Text section>
──────
Week 234: Awakened with a start
The week started with a bang when we were both jolted awake in the middle of the night by the sound of something crashing to the floor. To mitigate the heat, we’d had the windows open on both sides of the house. An unusually strong gust of wind blew open the shutters, overcoming the magnetic catch, and knocked the little USB fan off the windowsill. No damage was caused, but it did give both of us a shock, and it took me a while to get back to sleep with all the adrenaline.
This is the first summer since we had the shutters installed. They really do help. We can have airflow without direct sunlight. They’re not quite as effective as the kind of exterior shutters that you see in France, but good nonetheless, and much better than curtains or blinds.
Here’s a tip for sleeping in hot weather that I was taught when I lived in Japan: wear as little as possible, lie on top of the bed, but put something across your midriff. One of those little onsen towels works, as does a keffiyeh.
I took a trip to Tate Modern on Friday to catch the last few days of the Anthony McCall Solid Light installation. Pictures don’t really do it justice; in person, it really does look like solid forms in space. There were some small children who were captivated by the projections, burbling with glee at the intangible structures, and it was delightful to see them engaging with art in that way.

Ceci n’est pas la lumière solide
After that, I visited the Leigh Bowery exhibition. It’s full of all kinds of paintings, collages, clothes, videos, photos, and other ephemera. It’s outré and provocative and if you take any children along to that be prepared to answer a lot of tricky questions!
Okinawa Day on Saturday went off very well. I was juggling guitar and sanshin, and ended up swapping instrument and place four times (sanshin-guitar-sanshin-guitar-sanshin). I couldn’t really hear my guitar on stage but I’m told it sounded good in the audience.
──────
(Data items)

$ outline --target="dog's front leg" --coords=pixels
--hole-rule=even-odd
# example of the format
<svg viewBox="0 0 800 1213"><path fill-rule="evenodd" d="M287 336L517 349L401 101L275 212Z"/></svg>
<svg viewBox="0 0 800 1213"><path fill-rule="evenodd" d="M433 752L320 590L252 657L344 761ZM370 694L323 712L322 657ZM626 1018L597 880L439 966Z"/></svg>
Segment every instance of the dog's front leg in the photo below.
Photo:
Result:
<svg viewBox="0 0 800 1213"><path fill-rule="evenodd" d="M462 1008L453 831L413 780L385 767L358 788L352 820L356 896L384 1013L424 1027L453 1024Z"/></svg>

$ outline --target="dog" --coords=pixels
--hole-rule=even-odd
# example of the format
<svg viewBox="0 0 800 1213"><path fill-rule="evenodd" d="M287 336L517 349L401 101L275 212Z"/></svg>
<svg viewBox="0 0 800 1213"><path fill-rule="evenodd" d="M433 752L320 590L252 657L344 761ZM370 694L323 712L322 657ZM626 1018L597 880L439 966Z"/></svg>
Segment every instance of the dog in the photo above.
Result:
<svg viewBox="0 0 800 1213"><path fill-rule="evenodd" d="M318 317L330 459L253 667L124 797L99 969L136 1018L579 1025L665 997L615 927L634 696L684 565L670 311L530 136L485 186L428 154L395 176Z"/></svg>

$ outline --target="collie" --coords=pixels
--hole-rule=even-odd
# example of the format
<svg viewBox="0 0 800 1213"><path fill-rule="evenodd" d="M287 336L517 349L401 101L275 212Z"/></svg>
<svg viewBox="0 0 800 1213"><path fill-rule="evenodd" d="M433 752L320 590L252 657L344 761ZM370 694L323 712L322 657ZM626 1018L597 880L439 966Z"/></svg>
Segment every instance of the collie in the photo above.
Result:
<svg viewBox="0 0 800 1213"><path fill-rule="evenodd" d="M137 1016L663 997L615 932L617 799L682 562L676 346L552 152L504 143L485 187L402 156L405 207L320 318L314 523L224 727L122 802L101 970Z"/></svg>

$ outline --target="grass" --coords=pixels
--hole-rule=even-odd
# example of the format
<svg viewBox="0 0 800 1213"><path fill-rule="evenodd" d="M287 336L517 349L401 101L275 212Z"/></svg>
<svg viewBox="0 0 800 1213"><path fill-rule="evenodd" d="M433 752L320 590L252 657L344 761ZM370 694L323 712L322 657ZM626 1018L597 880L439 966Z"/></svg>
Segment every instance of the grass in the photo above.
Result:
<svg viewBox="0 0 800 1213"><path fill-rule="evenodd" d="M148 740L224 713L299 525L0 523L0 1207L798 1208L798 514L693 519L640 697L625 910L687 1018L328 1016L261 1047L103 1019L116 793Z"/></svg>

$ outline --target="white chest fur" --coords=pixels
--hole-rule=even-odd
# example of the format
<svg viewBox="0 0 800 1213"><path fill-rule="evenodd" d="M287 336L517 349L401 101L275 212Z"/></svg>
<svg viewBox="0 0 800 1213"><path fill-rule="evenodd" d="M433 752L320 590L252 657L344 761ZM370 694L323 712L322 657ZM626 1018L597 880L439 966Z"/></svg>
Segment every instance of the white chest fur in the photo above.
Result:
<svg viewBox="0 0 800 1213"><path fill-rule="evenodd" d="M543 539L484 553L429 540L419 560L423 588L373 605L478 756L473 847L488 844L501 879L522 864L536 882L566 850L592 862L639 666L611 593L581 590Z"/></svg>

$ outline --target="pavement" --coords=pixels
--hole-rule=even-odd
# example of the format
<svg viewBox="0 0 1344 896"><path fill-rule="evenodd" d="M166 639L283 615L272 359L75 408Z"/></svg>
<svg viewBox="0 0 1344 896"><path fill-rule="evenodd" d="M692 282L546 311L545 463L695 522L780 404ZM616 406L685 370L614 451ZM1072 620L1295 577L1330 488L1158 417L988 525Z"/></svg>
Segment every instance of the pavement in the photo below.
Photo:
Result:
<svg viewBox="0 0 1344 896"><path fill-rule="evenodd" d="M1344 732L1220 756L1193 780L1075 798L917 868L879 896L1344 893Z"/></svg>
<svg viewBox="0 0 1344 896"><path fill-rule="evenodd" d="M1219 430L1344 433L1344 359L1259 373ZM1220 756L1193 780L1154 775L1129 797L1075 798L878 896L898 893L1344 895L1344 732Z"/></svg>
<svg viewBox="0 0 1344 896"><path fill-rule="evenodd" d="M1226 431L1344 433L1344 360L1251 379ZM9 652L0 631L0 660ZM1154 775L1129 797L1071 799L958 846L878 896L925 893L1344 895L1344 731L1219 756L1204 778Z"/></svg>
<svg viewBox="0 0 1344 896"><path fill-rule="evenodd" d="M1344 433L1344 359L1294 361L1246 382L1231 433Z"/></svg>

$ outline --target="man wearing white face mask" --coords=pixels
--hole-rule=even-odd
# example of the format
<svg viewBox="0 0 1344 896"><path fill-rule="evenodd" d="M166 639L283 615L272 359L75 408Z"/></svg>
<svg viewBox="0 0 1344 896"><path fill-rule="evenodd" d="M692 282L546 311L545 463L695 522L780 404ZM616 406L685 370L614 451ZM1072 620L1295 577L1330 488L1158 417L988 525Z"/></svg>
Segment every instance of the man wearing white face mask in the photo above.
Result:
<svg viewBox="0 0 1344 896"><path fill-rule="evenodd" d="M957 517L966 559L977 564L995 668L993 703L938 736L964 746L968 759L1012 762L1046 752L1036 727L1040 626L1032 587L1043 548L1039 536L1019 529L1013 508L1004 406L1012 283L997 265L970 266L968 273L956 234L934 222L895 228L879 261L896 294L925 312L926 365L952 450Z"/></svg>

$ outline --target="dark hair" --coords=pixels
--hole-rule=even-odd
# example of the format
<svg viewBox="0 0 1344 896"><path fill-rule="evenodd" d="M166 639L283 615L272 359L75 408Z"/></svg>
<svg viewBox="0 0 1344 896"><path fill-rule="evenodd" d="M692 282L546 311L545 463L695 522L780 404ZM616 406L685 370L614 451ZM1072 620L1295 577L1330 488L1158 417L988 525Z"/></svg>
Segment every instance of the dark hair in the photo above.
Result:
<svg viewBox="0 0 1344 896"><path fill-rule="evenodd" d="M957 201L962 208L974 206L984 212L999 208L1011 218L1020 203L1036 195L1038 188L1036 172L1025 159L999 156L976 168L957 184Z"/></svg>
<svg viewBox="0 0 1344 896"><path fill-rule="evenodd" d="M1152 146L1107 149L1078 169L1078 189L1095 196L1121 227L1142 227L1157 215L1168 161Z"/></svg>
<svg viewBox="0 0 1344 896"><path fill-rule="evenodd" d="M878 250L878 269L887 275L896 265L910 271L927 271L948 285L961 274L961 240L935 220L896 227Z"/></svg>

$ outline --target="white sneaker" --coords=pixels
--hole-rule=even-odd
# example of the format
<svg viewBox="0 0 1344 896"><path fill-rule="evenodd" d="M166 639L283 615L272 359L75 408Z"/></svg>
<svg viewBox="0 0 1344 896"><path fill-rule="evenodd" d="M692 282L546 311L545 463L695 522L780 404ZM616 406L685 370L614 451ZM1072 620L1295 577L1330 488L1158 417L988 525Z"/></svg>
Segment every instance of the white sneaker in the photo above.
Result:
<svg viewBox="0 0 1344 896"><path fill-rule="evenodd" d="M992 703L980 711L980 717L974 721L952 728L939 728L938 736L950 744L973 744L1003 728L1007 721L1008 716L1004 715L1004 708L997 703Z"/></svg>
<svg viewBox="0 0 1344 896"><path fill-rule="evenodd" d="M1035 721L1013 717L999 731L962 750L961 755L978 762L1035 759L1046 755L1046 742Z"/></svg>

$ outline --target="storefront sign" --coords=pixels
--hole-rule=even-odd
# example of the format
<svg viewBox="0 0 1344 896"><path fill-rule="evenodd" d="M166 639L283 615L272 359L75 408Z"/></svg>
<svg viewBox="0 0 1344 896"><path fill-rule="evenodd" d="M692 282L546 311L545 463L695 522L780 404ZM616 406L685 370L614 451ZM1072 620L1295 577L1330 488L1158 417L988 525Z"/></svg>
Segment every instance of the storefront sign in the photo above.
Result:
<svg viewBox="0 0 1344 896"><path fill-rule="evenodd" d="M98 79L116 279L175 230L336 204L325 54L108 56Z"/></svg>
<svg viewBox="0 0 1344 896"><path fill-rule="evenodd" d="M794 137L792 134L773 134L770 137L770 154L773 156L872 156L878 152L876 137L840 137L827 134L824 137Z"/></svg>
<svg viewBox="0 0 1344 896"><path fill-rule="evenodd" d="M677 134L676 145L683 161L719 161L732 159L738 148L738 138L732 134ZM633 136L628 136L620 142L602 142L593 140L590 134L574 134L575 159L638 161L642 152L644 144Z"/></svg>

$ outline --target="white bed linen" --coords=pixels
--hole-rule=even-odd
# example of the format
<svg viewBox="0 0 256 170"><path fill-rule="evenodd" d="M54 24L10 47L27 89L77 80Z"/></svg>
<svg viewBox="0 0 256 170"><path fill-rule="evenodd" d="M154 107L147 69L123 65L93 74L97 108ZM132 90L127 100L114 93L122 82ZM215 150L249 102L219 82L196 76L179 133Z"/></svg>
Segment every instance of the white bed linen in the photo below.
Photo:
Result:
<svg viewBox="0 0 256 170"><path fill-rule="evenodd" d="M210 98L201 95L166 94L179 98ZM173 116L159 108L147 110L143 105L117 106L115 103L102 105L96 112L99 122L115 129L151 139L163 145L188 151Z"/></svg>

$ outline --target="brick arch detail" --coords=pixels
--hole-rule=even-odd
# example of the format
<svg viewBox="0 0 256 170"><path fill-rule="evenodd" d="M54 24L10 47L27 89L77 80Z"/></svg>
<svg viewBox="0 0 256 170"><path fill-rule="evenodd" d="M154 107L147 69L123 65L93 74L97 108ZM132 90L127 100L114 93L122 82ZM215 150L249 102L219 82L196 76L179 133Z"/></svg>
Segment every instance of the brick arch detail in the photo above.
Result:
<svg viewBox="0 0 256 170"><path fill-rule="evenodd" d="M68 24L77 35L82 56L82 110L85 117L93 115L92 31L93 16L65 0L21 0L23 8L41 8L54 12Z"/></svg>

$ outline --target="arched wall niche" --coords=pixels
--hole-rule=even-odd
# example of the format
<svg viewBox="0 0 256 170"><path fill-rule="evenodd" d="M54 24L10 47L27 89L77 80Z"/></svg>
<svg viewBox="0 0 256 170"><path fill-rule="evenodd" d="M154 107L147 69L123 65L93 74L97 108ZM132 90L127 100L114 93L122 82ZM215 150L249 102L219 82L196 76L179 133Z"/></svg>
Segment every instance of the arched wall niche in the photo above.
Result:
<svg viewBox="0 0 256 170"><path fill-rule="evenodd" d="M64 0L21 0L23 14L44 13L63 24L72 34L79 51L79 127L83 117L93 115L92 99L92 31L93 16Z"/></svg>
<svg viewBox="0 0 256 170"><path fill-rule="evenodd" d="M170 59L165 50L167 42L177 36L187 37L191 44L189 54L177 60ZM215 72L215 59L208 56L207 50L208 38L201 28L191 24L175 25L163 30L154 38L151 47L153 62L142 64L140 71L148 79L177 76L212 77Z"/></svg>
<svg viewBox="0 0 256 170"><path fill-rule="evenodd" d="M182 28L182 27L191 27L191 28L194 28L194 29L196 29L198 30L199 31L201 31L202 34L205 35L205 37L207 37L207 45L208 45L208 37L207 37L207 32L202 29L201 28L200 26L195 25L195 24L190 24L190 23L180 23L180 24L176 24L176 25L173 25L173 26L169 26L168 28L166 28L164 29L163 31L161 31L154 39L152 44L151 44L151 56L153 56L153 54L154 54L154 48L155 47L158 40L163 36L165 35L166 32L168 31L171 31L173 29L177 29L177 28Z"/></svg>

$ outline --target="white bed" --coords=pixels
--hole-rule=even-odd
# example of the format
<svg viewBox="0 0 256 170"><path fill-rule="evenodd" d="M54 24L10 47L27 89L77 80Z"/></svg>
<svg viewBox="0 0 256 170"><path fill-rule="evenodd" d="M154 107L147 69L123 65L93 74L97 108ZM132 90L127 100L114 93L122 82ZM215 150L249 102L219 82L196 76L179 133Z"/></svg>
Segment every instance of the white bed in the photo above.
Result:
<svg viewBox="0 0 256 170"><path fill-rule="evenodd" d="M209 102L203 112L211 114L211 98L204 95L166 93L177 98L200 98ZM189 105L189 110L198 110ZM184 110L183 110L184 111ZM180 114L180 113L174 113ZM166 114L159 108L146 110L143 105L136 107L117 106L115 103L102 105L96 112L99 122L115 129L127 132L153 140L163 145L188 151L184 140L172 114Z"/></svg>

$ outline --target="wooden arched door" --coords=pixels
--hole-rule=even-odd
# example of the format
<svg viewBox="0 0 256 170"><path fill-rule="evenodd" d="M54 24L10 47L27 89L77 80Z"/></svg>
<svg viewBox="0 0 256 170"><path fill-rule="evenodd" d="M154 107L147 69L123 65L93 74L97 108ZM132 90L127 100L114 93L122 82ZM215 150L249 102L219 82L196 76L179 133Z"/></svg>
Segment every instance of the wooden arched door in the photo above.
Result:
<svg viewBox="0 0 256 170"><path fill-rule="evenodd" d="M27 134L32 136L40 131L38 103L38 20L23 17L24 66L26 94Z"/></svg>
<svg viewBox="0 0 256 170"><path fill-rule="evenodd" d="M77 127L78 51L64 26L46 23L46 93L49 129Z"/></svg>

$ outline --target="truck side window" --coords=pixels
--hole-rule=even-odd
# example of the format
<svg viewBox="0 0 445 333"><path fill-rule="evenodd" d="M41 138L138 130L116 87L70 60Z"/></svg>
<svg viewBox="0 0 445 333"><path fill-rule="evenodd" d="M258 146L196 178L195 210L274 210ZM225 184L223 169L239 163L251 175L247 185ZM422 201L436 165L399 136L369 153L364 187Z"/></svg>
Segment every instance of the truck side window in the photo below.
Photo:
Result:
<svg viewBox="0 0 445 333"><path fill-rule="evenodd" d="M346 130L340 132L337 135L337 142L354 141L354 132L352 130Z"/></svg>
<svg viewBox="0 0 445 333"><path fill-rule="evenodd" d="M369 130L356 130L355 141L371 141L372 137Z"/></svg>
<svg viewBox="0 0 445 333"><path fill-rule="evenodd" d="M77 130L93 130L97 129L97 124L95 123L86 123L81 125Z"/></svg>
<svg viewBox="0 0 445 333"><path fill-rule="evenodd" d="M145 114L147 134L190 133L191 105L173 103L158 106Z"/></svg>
──────
Given exercise> Pick up the journal entry about the week's events, from the windy night to Okinawa Day, and continue it after its last sentence.

Output below>
Eisā dancers
My contribution to the performances was over before lunchtime, so I got to relax for the rest of the day.
Sunday was baking hot and where could be better to spend a few hours than an air-conditioned cinema? We took a walk along the river to Greenwich, with a pit stop for a half at the Dog and Bell, and watched 28 Years Later (2025). I loved it, but I did have to squeeze L—’s hand at a few nervous points.
Links from the week that was:
- Contactless Payments with GrapheneOS. Spoiler: use Curve. This worked for me, and while I don’t intend to rely on phone payments, it’s a useful backup for a lost or forgotten wallet.
- Why you’re feeling so cold at home and what you can do about it. “Australian homes were [at a winter average temperature of 16.5C] colder than Finland, which averaged temperatures of 20 to 24 degrees, and Greenland, which had an average indoor temperature of 21.8C.” I knew Australian houses were poorly insulated, but wow.
- Is being bilingual good for your brain?
- Some Dulux colour names have changed and when you see what the old ones were called you might not wonder why.
- MacintoshPi is “a project that allows running full-screen versions of Apple’s Mac OS 7, Mac OS 8 and Mac OS 9 with sound, active online connection and modem emulation under Raspberry Pi.”
- AI Killed My Job: Tech workers.
- What happens when you feed AI nothing. An artist doing something genuinely novel with AI models.
- Agile Was Never Your Problem.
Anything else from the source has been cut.